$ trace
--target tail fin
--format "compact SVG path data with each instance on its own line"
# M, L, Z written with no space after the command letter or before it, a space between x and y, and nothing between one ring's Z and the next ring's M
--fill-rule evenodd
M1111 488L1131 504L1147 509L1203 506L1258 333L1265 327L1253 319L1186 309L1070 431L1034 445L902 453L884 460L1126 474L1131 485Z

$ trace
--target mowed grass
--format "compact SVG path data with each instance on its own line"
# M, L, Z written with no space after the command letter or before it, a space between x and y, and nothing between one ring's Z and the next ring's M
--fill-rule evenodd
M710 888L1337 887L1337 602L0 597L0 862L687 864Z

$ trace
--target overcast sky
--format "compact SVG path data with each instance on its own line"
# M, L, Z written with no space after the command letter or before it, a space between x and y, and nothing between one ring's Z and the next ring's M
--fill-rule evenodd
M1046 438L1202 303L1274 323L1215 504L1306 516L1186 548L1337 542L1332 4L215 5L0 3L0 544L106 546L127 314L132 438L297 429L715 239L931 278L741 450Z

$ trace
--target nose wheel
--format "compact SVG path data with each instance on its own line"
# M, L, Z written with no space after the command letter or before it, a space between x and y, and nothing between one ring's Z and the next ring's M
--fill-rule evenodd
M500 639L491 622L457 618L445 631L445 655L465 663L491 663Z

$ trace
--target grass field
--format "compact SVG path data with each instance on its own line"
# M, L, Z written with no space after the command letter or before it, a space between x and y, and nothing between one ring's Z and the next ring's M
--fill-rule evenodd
--------------------------------------------------
Reproduce the rows verbatim from the very first line down to the line containing "M1111 488L1131 504L1147", including that line.

» Full solution:
$ trace
--target tail fin
--format "compact SVG path data with each instance on its own line"
# M, L, Z written with no space after the command letter or before it, a space between x and y, and nothing between one ring's Z and the next ring's M
--fill-rule evenodd
M1111 488L1131 504L1147 509L1203 506L1258 333L1265 327L1253 319L1186 309L1070 431L1034 445L902 453L884 460L1126 474L1131 485Z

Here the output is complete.